─── VORLIEGENDER AUSZUG ───

Was von der Galerie übrig blieb
Es gibt ein paar Mappen mit Grafik, die in verschiedenen Etappen über die Jahre, eigentlich Jahrzehnte, den Weg zu mir gefunden haben. Ich war eine junge Studentin – ja, der Kunstgeschichte -, als ich sie im sogenannten großen Keller meines Elternhauses das erste Mal in die Finger bekam und mich die Erkenntnis, dass ich die Werke so überhaupt nicht einordnen konnte, weder kunsthistorisch und noch viel weniger monetär, so verschreckt hat, dass ich die Mappen wieder dem kellerlichen oder wahlweise speicherischem Vergessen übergab. Bis zum nächsten Anlauf.
Als wir den Karwinkel geräumt haben, fanden wir im Speicher eine überdimensioniert große Mappe und ich verkündete auf Facebook mit freudestrahlender Ironie, dass ich jetzt endlich ein paar Picassos gefunden hätte:

„Aber die sind doch nicht echt, oder? Das sind doch nur Poster, oder? Aber wenn nicht? Na ja, signiert sind sie ja nicht, jedenfalls nicht handsigniert, das sind nur Kunstdrucke. Oder doch Lithografien? Aber immerhin alte Drucke, vielleicht ist das ja deswegen etwas Besonderes? Ach ne, wir haben doch keine echte Picassos im Speicher, das wär‘ ja voll der Witz…“ Die komplette Ahnungslosigkeit angesichts vom echtem Papier führte auch dieses Mal dazu, dass ich die Mappen wieder versteckt habe, versuchsweise sogar vor mir selbst. Da braucht es erst einen Vorruhestand und Corona, das ich mich wieder dran wage und dabei lerne, dass sich das Internet in den letzten 20 Jahren doch zu einer soliden Informationsquelle entwickelt hat. Ich weiß immer noch nicht wirklich, was sie wert sind, aber es sind echte Lithographien, insofern sie von Picasso selbst zu Lebzeiten in Auftrag gegeben wurden. Und es sind nicht die 735 Friedenstauben, der blaue Rückenakt oder andere dekorative melancholische Harlekins, die heutzutage die Bildersuche nach Picasso dominieren, sondern ein Kopf aus La Guernica und eine Studie zu den Les Demoiselles d’Avignon (das Original im MoMA in New York); gute Wahl, kann ich da nur sagen.

───

* GESTELLTE AUFGABE: Schreibe den Auszug über die wiedergefundenen Picasso-Lithografien im Anschluss an seinen letzten Satz weiter. Die Zeilen darunter sind eigenständiges Material und gehören nicht zum Auszug.

─── BEREITGESTELLTE ANGABEN ───

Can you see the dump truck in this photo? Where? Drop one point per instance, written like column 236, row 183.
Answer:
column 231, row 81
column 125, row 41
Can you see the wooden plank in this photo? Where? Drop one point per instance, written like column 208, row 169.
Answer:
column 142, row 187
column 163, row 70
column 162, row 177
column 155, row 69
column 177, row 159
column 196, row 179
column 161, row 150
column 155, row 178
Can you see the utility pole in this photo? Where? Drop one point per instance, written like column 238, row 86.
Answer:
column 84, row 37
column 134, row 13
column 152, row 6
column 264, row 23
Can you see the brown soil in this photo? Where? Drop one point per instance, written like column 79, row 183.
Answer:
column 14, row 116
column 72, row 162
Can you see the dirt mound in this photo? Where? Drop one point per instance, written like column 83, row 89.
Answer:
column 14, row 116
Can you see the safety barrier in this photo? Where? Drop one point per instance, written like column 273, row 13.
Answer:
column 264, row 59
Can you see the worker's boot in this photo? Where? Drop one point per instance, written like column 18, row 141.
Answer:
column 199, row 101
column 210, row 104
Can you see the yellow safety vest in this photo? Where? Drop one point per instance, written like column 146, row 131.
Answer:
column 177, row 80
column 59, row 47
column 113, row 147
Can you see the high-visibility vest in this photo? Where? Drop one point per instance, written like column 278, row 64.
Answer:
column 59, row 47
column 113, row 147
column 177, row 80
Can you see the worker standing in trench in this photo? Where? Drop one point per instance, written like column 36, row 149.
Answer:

───

* ANTWORT ZUR AUFGABE:
Ähnlich ging es mir den Blättern der Berliner Secession zu „Krieg und Kunst“ aus den Jahren 1916 bis was-weiß-ich. Ich kann mich erinnern, dass ich im Keller stand, also jetzt wieder die junge Studentin, und es interessant fand und dann wieder dachte, „Ach ne, das ist meinem Professor Schubert bestimmt nicht pazifistisch genug, da beschäftige ich mich lieber nicht damit…“ Auch eine Ausrede. Nein, darum ging es gar nicht, es ging darum, dass ich meine Herkunft verstecken wollte und auch meinte zu müssen. Mit solchen Schätzen würde ich in einem Licht dastehen, würde wahrscheinlich auch noch beneidet werden und zudem mit einem Hintergrund versehen, der nicht wahr war. Alle würden denken, dass ich aus einem kunstgetränkten Haus käme; die Kunst war aber schon in Weißwein der Sorte Morio Muskat ersoffen.








Da ist alles vertreten: Vermeintlich friedliche Landschaften, verwundete Soldaten, verwüstete Dörfer, orientalische Motive, aber auch apokalyptische Reiter und allegorische Szenen. Das wäre wohl ein interessantes Thema gewesen, zum Beispiel für eine Magisterarbeit, so von heute aus betrachtet. Na ja, mein Georg Kolbe war dann auch spannend.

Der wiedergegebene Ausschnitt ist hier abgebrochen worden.